Could you reproduce all of the data below word for word, without changing anything?
## begin Listed entries
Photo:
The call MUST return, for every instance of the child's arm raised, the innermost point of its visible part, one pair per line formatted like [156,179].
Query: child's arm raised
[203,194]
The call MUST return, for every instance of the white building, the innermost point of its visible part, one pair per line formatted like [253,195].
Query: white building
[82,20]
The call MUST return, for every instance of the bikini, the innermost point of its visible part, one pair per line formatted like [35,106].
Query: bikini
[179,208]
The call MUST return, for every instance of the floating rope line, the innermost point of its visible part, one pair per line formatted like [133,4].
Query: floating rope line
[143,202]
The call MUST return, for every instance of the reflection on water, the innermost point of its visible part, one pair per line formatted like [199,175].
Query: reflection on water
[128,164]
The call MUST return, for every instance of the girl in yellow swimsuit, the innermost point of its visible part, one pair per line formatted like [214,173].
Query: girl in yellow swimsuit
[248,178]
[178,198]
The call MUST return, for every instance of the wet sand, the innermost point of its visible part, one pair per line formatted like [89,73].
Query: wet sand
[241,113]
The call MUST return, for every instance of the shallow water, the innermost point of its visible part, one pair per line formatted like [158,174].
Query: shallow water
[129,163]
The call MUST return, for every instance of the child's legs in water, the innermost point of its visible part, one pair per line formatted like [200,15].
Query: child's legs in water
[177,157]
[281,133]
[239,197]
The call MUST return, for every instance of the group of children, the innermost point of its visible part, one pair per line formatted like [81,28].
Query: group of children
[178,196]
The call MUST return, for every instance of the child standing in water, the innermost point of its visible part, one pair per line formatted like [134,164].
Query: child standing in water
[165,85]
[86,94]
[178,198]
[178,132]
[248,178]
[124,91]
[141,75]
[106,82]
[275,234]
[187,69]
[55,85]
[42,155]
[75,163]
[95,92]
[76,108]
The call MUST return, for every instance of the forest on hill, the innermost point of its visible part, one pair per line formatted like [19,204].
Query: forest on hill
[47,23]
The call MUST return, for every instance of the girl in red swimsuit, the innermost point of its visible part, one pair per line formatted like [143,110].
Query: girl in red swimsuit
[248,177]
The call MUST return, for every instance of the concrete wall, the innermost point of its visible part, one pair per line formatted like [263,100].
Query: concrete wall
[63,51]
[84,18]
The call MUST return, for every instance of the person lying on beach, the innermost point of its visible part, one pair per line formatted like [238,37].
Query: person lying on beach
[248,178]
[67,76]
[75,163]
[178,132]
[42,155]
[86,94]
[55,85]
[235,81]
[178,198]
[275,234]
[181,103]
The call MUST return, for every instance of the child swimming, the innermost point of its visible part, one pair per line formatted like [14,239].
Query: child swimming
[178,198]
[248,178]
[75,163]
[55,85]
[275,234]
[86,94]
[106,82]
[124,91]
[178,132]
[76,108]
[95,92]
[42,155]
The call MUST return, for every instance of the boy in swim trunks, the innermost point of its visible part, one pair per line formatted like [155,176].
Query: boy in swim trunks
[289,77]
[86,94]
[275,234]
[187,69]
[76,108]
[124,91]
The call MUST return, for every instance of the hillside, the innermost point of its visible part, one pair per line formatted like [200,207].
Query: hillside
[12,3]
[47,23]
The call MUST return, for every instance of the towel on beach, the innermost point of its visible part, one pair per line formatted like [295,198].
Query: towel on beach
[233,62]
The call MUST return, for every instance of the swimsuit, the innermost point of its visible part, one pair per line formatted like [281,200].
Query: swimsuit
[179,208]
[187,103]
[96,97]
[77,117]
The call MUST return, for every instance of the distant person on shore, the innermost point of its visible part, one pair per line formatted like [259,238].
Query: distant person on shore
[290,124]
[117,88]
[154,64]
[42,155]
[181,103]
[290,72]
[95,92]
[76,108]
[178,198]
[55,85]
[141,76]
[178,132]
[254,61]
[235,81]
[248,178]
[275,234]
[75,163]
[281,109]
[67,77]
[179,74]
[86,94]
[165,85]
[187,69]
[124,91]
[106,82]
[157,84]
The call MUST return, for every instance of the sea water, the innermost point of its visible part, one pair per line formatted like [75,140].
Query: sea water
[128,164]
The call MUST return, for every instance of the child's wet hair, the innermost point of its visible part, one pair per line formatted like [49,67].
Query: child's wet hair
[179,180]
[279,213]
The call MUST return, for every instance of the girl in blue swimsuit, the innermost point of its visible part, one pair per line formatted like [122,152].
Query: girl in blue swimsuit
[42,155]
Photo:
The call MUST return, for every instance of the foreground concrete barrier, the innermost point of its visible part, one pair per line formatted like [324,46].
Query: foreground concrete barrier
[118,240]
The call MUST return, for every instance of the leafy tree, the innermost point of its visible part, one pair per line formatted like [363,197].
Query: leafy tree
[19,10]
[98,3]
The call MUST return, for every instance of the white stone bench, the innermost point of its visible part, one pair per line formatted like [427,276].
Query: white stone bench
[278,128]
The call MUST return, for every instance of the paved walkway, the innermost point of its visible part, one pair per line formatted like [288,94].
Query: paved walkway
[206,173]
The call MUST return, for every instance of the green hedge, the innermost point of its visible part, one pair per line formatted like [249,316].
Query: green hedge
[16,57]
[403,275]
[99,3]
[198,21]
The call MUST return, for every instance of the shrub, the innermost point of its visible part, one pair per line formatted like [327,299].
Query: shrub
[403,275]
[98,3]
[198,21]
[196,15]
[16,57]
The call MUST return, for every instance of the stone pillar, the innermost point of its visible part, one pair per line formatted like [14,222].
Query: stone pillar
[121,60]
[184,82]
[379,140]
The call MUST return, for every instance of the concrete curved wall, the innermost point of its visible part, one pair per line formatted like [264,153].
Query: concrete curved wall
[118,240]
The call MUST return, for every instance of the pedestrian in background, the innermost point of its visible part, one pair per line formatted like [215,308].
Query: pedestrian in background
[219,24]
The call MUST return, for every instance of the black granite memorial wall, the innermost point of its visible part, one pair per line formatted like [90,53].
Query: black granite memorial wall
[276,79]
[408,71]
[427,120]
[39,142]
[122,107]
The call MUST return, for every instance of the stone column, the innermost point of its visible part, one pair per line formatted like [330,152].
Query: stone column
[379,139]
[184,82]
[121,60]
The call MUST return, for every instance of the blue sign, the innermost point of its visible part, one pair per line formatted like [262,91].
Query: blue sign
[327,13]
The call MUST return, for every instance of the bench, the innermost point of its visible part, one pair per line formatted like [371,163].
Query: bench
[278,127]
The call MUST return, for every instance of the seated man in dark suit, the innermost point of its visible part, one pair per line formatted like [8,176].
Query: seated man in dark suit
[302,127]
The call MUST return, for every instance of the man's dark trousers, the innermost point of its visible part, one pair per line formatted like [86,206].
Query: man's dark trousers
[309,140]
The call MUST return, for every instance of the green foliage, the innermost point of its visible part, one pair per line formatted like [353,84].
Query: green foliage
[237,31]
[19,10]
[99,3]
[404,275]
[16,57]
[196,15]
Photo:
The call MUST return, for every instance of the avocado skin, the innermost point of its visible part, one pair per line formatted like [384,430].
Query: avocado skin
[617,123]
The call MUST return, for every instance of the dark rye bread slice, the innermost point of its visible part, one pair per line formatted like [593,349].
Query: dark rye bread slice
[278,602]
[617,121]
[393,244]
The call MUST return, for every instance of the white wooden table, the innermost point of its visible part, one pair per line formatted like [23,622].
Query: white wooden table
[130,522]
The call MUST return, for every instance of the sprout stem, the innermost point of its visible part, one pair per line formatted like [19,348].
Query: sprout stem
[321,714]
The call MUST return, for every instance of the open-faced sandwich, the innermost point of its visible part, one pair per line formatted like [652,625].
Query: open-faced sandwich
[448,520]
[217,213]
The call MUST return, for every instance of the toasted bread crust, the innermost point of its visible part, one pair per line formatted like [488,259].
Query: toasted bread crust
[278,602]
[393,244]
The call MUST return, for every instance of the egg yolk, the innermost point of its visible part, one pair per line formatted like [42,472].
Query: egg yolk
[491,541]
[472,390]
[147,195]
## end Listed entries
Task response →
Photo:
The call MUST return, for every instance of the child's arm raised, the innermost point of its visible part, one pair per line formatted like [156,179].
Query: child's arm raised
[203,194]
The call MUST return, for every instance of the white building, the innermost point of its visible part, one pair per line formatted like [253,195].
Query: white building
[82,20]
The call MUST return, for every instance of the bikini, the innermost point of its visible part, one pair per line formatted like [35,106].
Query: bikini
[179,208]
The call MUST return, for every instance of the floating rope line, the innermost point of its visible part, one pair per line formatted like [133,4].
Query: floating rope line
[143,202]
The call MUST return, for every instance of the reflection on water, the innermost point of its visible part, one pair per line formatted like [199,175].
Query: reflection on water
[128,164]
The call MUST return, for every instance of the girl in yellow swimsuit, the innermost point of its visible part, one pair per line formatted like [214,173].
Query: girl in yellow swimsuit
[248,178]
[178,198]
The call MUST return, for every instance of the wet sand, the innermost point of its visible part, one pair per line formatted like [89,73].
Query: wet sand
[241,113]
The call MUST return, for every instance of the shallow water, the innermost point of its visible part, one pair per line formatted like [158,174].
Query: shallow water
[129,163]
The call MUST return, for every instance of the child's legs in water, the innermost point of its visible part, one pair per line formatted like [200,15].
Query: child's legs in water
[177,157]
[281,133]
[239,197]
The call MUST return, for every instance of the group of children, the innermost point of its visible part, one pair per line formatted like [81,28].
Query: group of children
[178,196]
The call MUST return, for every instance of the child standing in water, the innermost point of its visible part, one pair per line formatted like [134,164].
Query: child standing in water
[165,85]
[86,94]
[178,198]
[178,132]
[248,178]
[124,91]
[141,75]
[106,82]
[275,234]
[187,69]
[55,85]
[42,155]
[75,163]
[95,92]
[76,108]
The call MUST return, for every instance of the forest on hill, the innermost point of its visible part, one pair per line formatted like [19,204].
Query: forest on hill
[47,23]
The call MUST return, for every instance of the girl in red swimsuit, the innermost point of its visible part, one pair per line formatted like [143,110].
Query: girl in red swimsuit
[248,177]
The call MUST return, for every instance of the concrete wall, the innermost point of its visible part, one pair per line formatted like [263,100].
Query: concrete wall
[63,51]
[84,18]
The call MUST return, for every instance of the person lying on beach, the innermost point of its visible part, one pair per line formatted like [238,37].
Query: person lying on beach
[248,178]
[67,76]
[75,163]
[178,132]
[42,155]
[86,94]
[55,85]
[235,81]
[178,198]
[275,234]
[181,103]
The call MUST return, for every instance of the child swimming, the innermost point of its visible part, one pair per line formatted like [14,239].
Query: child swimming
[178,198]
[248,178]
[75,163]
[55,85]
[275,234]
[86,94]
[106,82]
[124,91]
[178,132]
[76,108]
[95,92]
[42,155]
The call MUST return, for every instance of the boy in swim trunks, the innermost point of its visible part, one pair per line formatted like [155,176].
Query: boy in swim trunks
[289,77]
[86,94]
[275,234]
[187,69]
[76,108]
[124,91]
The call MUST return, for every instance of the hillside, the innermost point of its visible part, one pair per line formatted like [200,207].
Query: hillside
[12,3]
[47,23]
The call MUST return, for every instance of the towel on beach, the innermost point of its visible part, one pair per line formatted like [295,198].
Query: towel on beach
[233,62]
The call MUST return, for every instance of the swimsuit, the innermost point of its visible part, one pair per line formatted like [281,200].
Query: swimsuit
[179,208]
[187,103]
[96,97]
[77,117]
The call MUST return, for every instance of the distant person on shore, the innermost point of its visible part, one pair per line formatted like [259,238].
Query: distant person on shore
[290,124]
[117,88]
[154,64]
[42,155]
[181,103]
[290,72]
[95,92]
[76,108]
[178,198]
[55,85]
[141,76]
[178,132]
[254,61]
[235,81]
[248,178]
[275,234]
[75,163]
[281,109]
[67,77]
[179,74]
[86,94]
[165,85]
[187,69]
[124,91]
[106,82]
[157,84]
The call MUST return, for every instance of the sea water, the innermost point of its visible part, one pair per line formatted like [75,140].
Query: sea water
[128,164]
The call MUST return, for every instance of the child's wet hair, the innermost point of its visible part, one pair per line formatted like [49,67].
Query: child's wet hair
[179,180]
[279,213]
The call MUST return, for every instance of the girl in blue swimsuit, the innermost point of its visible part, one pair per line formatted like [122,152].
Query: girl in blue swimsuit
[42,155]
Photo:
The call MUST return, for every instance of the foreground concrete barrier, the innermost point of its visible part, one pair per line formatted like [324,46].
Query: foreground concrete barrier
[118,240]
The call MUST return, for every instance of the leafy tree, the innermost point of its visible part, one pair per line formatted like [363,197].
Query: leafy tree
[19,10]
[98,3]
The call MUST return, for every instance of the white stone bench, the innermost point of its visible part, one pair per line formatted like [427,276].
Query: white stone bench
[278,128]
The call MUST return, for every instance of the paved walkway, the innermost point of its visible part, one pair per line formatted like [288,94].
Query: paved walkway
[206,173]
The call MUST return, for every instance of the green hedge, the innermost point of its visible part, one pair per line formatted like [249,316].
Query: green hedge
[16,57]
[403,275]
[99,3]
[198,21]
The call MUST return, for every instance of the shrub, the innermost point of its visible part, one pair per line formatted like [327,299].
Query: shrub
[403,275]
[98,3]
[198,21]
[196,15]
[16,57]
The call MUST return, for every instance of the stone pillar, the innermost point of its visible part, one pair per line formatted like [14,222].
Query: stone pillar
[121,60]
[184,82]
[379,140]
The call MUST return, for every instance of the concrete curved wall, the innermost point of its visible part, one pair per line formatted like [264,153].
Query: concrete curved wall
[118,240]
The call MUST return, for every instance of the pedestrian in background, the innermost point of its visible part, one pair per line formatted like [215,308].
Query: pedestrian in background
[219,24]
The call MUST return, for every instance of the black granite memorial wall, the innermost point of its visible part, one pair per line formatted like [90,53].
Query: black granite memorial wall
[276,79]
[408,71]
[427,120]
[39,142]
[122,107]
The call MUST return, for every instance of the stone column, the innermost point of its visible part, one pair per line formatted like [330,152].
Query: stone column
[379,139]
[184,82]
[121,60]
The call MUST return, for every instance of the blue sign, the innermost point of its visible part, one pair per line formatted like [262,91].
Query: blue sign
[327,13]
The call MUST return, for every instance of the bench, the innermost point of its visible part, one pair per line formatted like [371,163].
Query: bench
[278,127]
The call MUST return, for every instance of the seated man in dark suit, the innermost point of its visible part, one pair per line formatted like [8,176].
Query: seated man in dark suit
[302,127]
The call MUST return, for every instance of the man's dark trousers, the innermost point of its visible part, one pair per line formatted like [86,206].
Query: man's dark trousers
[309,140]
The call MUST return, for every instance of the green foliage, the innermost point of its visible part, one pair per line formatted like [353,84].
Query: green foliage
[237,31]
[19,10]
[99,3]
[404,275]
[16,57]
[196,15]
Photo:
The call MUST return, for every instance of the avocado skin, the innermost point of its visible part, one pair per line formatted like [384,430].
Query: avocado skin
[617,123]
The call MUST return, for every instance of the dark rye bread slice, the innermost point of its visible part, one pair per line formatted like [593,349].
Query: dark rye bread slice
[278,602]
[617,121]
[393,244]
The call MUST return, for every instance of the white wooden table, the innermost point of its visible part, one pair per line formatted like [23,622].
Query: white wooden table
[130,522]
The call MUST return, for every instance of the sprout stem, the innermost point of its visible part, one pair per line formatted like [19,348].
Query: sprout stem
[321,714]
The call MUST return, for every instance of the open-faced sandwich, the innermost point of its visible part, one pair per line formatted like [652,625].
Query: open-faced sandwich
[448,520]
[217,213]
The call MUST return, for every instance of the toasted bread crust, the innermost point of its visible part, one pair per line formatted like [488,259].
Query: toasted bread crust
[278,602]
[393,244]
The call MUST return, for every instance of the egg yolk, the innermost point of its visible part, one pair per line formatted like [42,472].
Query: egg yolk
[491,541]
[472,390]
[147,195]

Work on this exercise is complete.